PASSAGE |
+ + + + +

*Donald Pan1, Karrie A Weber2, Kenneth H Williams3, Jason Nolan2, Ken Takai1
(1.Japan Agency for Marine-Earth Science and Technology, 2.University of Nebraska Lincoln, 3.Lawrence Berkeley National Laboratory)
Keywords:subsurface, virus, biogeochemistry, organic carbon
Viruses are the most abundant biological entities on Earth and have been identified everywhere that life has been found. In surface environments, viruses are known to be mediators of global biogeochemical cycling by infecting and killing host cells, thereby releasing biomass-bound carbon, nitrogen, and other elements. However, the role that viruses play in subsurface systems remains poorly understood. Viral infection of subsurface microbial communities may be widespread as shown by the presence of viral sequences, integrated prophage, as well as CRISPR (Clustered Regularly Interspaced Short Palindromic Repeat) sequences. Full genomes of 56 Bacteria and Archaea isolates from various subsurface environments were analyzed for viral genes and CRISPR sequences. Integrated viral genes were detected in 50% of subsurface genomes, and CRISPR sequences were detected in 79%, suggesting that viral infection may be prevalent and may play an important role in the subsurface. The activity of subsurface viruses is also likely correlated with the local geochemical conditions which influence host metabolism. Viruses and cells were enumerated in groundwater from a shallow aquifer at Rifle, Colorado (USA). Viruses and cells were positively correlated (Spearman’s rs=0.46, p<0.05 and rs=0.54, p<0.05; respectively) to dissolved organic carbon (DOC) concentrations, with both being more abundant in organic-rich regions of the aquifer. Experimental stimulation of microbial activity within a section of the aquifer through the injection of oxygenated groundwater resulted in an increase in virus-to-cell ratio by 1.8-3.4 times, indicating that subsurface viruses are responsive to changes in geochemical conditions. A possible consequence of subsurface viral infection may be cell lysis, which would result in a flux of organic matter from biomass to environmental pools of dissolved organic matter/particulate organic matter (DOM/POM). As a result, viruses have the potential to influence carbon biogeochemistry in subsurface systems. This process may be especially important in deep subsurface environments where energy and nutrients are limiting. In order to expand the frontiers of the virosphere, it will be necessary to determine the nature of viruses under conditions of extreme energy limitation in the deep subsurface and how viruses may be playing a role in the functioning of the deep subsurface ecosystem.

+ + + + +

WHAT IS BEING ASKED |
According to the abstract on subsurface viruses, in what share of the subsurface genomes were CRISPR sequences detected? The records that follow come from another source and have nothing to do with the abstract.

+ + + + +

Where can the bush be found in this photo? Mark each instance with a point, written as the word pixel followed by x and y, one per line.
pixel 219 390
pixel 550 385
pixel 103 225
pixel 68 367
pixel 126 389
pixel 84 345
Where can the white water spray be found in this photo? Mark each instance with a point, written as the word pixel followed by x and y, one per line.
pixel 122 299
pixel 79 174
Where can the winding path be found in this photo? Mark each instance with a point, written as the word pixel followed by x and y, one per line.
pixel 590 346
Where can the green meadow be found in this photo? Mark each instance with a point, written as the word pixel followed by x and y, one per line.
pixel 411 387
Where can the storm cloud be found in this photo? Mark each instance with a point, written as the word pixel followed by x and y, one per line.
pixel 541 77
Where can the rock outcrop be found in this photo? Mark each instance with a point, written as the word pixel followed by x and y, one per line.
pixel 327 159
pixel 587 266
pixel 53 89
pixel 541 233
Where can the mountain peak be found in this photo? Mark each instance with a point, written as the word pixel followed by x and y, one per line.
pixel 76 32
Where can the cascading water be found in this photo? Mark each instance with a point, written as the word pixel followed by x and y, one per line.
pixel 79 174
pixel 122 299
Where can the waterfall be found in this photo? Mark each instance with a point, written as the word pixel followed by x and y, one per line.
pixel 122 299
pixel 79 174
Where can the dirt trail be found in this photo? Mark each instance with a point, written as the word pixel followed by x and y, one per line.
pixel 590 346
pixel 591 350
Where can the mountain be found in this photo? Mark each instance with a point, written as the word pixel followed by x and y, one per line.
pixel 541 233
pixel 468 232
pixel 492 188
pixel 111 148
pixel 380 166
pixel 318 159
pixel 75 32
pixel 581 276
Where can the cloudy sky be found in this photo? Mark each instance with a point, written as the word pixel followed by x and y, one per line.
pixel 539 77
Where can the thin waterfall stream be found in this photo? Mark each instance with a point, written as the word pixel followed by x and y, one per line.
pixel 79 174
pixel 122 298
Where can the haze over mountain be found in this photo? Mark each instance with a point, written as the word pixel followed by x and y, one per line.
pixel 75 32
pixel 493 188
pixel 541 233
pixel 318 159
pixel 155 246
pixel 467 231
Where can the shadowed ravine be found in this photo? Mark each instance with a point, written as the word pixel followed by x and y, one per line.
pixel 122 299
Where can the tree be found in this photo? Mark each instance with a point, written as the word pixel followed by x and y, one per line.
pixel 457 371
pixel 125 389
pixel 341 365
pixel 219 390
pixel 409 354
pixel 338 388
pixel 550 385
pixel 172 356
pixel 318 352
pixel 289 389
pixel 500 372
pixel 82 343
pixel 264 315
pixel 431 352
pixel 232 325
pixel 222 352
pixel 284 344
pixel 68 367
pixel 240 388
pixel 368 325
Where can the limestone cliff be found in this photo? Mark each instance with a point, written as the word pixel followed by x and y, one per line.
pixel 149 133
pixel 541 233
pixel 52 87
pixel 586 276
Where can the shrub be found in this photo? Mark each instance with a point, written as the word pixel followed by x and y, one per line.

+ + + + +

ANSWER SECTION |
79%